(Reading passage)

War monument in Ottawa, Ontario, Canada

The National Aboriginal Veterans Monument is a war monument in Ottawa, Ontario, Canada that commemorates the contributions of all Aboriginal peoples in war and peacekeeping operations from World War I to the present. The monument was designed by Lloyd Pinay, of the Peepeekisis First Nation in Saskatchewan, whose father took part in the D-Day assault in World War II. It was unveiled in Confederation Park by Adrienne Clarkson, then Governor General of Canada, on National Aboriginal Day, June 21, 2001.

==Creation==
The bronze monument sits atop a marble base, which was quarried in Shawinigan, Quebec. The monument itself was created in its entirety during 2000 and 2001 on the Muskeg Lake Cree Nation Urban Reserve in Saskatoon, Saskatchewan, part of Treaty Six Territory. Once completed, it was then disassembled for transport and then reassembled again in Ottawa.

(End Reading passage)
(Source information)

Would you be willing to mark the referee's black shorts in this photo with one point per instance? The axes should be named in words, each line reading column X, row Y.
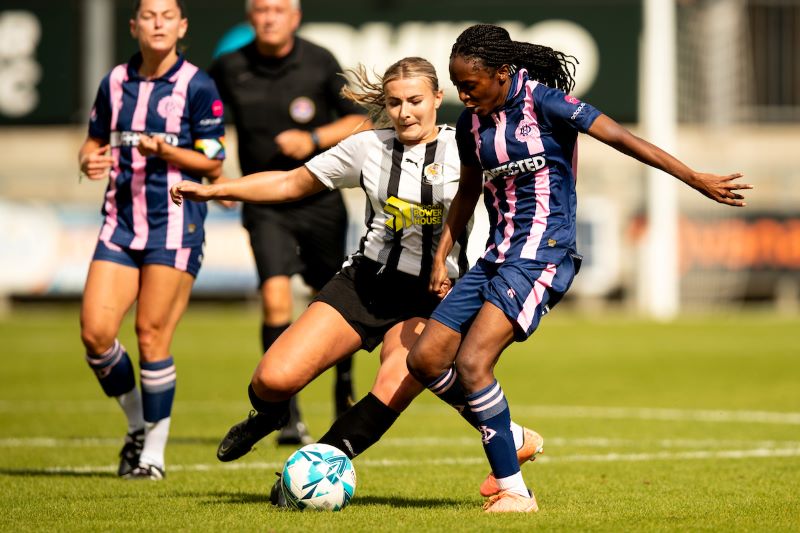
column 372, row 301
column 305, row 237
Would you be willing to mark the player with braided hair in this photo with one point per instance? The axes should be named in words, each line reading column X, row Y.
column 517, row 141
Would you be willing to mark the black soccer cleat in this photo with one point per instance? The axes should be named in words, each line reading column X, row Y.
column 240, row 438
column 294, row 433
column 276, row 495
column 130, row 452
column 151, row 472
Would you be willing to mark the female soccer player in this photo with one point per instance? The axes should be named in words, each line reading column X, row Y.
column 409, row 173
column 516, row 140
column 161, row 119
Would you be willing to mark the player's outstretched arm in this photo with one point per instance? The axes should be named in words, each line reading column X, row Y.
column 261, row 187
column 722, row 189
column 461, row 209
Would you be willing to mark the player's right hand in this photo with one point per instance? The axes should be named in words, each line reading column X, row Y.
column 440, row 283
column 96, row 165
column 190, row 190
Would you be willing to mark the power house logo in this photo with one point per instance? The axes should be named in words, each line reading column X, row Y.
column 402, row 214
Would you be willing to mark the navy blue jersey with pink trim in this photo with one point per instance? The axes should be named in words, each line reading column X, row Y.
column 527, row 150
column 183, row 107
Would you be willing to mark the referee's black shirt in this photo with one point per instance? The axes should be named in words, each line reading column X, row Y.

(End Source information)

> Work item: Continue the article on the National Aboriginal Veterans Monument from its last sentence, about the monument being reassembled in Ottawa.

> Response:
== Symbolism ==
The sculptor, Lloyd Pinay, has said that "the major theme was that the reason for war is in all likelihood a desire for peace". The monument depicts a golden eagle as the messenger between the Creator and man. The eagle or Thunderbird also symbolizes the Creator and embodies the spirit of the Aboriginal people. Below the eagle are four human figures, facing the four points of the compass and representing First Nations, Inuit and Métis. Pinay felt it was very important to incorporate female figures in the sculpture to acknowledge the role of women not only as nurses, but as those responsible for maintaining families while the men were away. The human figures hold not only weapons but also spiritual objects: an eagle feather fan and a peace pipe. There are four animal figures, one on each corner to act as spirit guides, each with a special attribute: a wolf (family values), a buffalo (tenacity), an elk (waryness) and a bear (healing powers).